_EXERCISE DESCRIPTION_.
Copy out every record below with complete accuracy.

_RECORDS SHOWN_.

- - -

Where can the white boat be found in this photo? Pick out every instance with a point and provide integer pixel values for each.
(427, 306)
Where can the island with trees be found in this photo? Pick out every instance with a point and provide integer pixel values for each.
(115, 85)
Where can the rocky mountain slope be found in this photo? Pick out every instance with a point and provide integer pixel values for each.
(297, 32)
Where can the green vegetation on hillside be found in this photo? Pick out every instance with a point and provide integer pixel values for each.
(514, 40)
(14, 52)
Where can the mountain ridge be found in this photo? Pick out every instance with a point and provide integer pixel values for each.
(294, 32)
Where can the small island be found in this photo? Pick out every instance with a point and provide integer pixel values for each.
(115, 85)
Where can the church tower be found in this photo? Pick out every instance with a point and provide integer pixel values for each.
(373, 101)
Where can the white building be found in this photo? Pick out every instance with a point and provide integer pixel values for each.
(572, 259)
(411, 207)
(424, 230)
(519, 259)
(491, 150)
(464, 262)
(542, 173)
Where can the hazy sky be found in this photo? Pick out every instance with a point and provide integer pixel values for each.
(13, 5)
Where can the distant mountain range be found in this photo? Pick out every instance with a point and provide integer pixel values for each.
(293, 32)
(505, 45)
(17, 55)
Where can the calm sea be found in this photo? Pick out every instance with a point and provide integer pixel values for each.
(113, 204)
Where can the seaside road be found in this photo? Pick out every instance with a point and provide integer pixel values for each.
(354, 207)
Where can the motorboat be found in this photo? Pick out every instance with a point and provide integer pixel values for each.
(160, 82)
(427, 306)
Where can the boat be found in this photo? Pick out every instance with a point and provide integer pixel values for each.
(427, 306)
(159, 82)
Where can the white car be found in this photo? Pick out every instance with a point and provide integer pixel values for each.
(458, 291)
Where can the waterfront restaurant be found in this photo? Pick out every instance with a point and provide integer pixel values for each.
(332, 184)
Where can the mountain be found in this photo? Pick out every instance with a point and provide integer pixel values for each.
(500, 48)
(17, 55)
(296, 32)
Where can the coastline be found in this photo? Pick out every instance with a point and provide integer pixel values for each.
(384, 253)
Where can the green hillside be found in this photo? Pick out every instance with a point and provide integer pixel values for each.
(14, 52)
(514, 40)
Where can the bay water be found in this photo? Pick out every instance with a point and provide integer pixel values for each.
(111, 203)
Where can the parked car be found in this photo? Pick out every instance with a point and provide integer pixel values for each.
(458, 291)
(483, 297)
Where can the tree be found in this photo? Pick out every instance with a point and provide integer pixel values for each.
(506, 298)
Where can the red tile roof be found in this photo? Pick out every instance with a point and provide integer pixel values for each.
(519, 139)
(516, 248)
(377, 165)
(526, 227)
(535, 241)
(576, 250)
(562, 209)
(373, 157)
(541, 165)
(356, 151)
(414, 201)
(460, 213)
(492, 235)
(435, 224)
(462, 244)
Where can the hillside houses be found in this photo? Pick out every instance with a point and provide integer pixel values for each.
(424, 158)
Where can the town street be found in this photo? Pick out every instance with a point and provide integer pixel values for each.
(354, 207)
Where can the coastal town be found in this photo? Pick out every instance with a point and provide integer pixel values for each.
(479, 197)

- - -

_ANSWER AREA_.
Where can the white boat be found in this photo? Pick out every instance with a point and provide integer pixel values for each.
(427, 306)
Where can the island with trees be found in this photo? Pick out every instance with a point and provide integer pixel values for each.
(115, 85)
Where can the rocky mountain slope be found in this photo? Pick out every instance with a point and provide integer pixel values for each.
(297, 32)
Where can the green vegetation on hillside be found in this photo? Pick out every instance with a point and provide integer pixel values for each.
(514, 40)
(14, 52)
Where can the mountain ridge be found in this photo? Pick out every instance with a point and provide integer pixel values for each.
(294, 32)
Where can the small island be found in this photo? Pick out every instance with a point and provide integer pixel values for each.
(115, 85)
Where can the church tower be found in this photo? Pick out every instance with a point and provide integer pixel values for each.
(373, 101)
Where can the white building be found in this photo? Pick out every instance with a point and provide integer pixel values for each.
(572, 259)
(411, 207)
(424, 230)
(519, 259)
(491, 150)
(464, 262)
(542, 173)
Where can the hazy sky be found in this photo? Pick out every instance with a point and provide integer pixel values for each.
(13, 5)
Where can the distant mountain range be found in this photo? Pick out every instance with a point and provide integer pixel values for each.
(293, 32)
(505, 45)
(17, 55)
Where can the calm sea be found in this photo? Pick out every instance with a point and provide integer pixel values for each.
(113, 204)
Where can the seaside road be found in this photo? Pick out every instance with a point and provide integer pixel values for each.
(354, 207)
Where can the motorboat be found in this photo? Pick out every instance with a point and provide integer pixel values for each.
(160, 82)
(427, 306)
Where can the boat be found in this photo? Pick out every instance with a point and provide integer pixel values for each.
(427, 306)
(159, 82)
Where can the white car be found in this photo? Pick out every instance with a point and provide integer pixel values for each.
(458, 291)
Where can the waterfront restaurant be found in this photo? Pick out every instance with a point and provide integer pixel values for each.
(332, 184)
Where can the mountain be found in this photo? Pick out every instance with a point and provide integer pixel values for each.
(500, 48)
(17, 55)
(296, 32)
Where can the coastline be found in this photo? Pick out every instance with a point and provide integer pixel values for each.
(384, 253)
Where can the green hillside be found in this photo? Pick out every instance with a point and provide integer pixel values for each.
(14, 52)
(514, 40)
Where can the bay water be found in this photo? Pick out every instance with a point and provide integer pixel values for each.
(111, 203)
Where can the parked car be found in this photo? Pick out every instance with a point and provide integer pixel values for each.
(458, 291)
(483, 297)
Where can the tree be found in this photo? Pick out every instance with a point and provide integer pixel values for each.
(506, 298)
Where can the red tile roof be found in this photo? Pick out every instance with a point and provide integer pixel values for each.
(519, 139)
(516, 248)
(377, 165)
(526, 227)
(535, 241)
(576, 250)
(562, 209)
(373, 157)
(541, 165)
(356, 151)
(414, 201)
(460, 213)
(492, 235)
(435, 224)
(462, 244)
Where can the hillside houses be found in this photo? Pick out every instance with a point and provide integer pixel values for each.
(424, 158)
Where can the town street be found in this photo? Pick out every instance with a point and provide integer pixel values for each.
(354, 207)
Where can the coastal town be found in this photo? Pick out every instance with a point and provide integer pixel values for each.
(479, 197)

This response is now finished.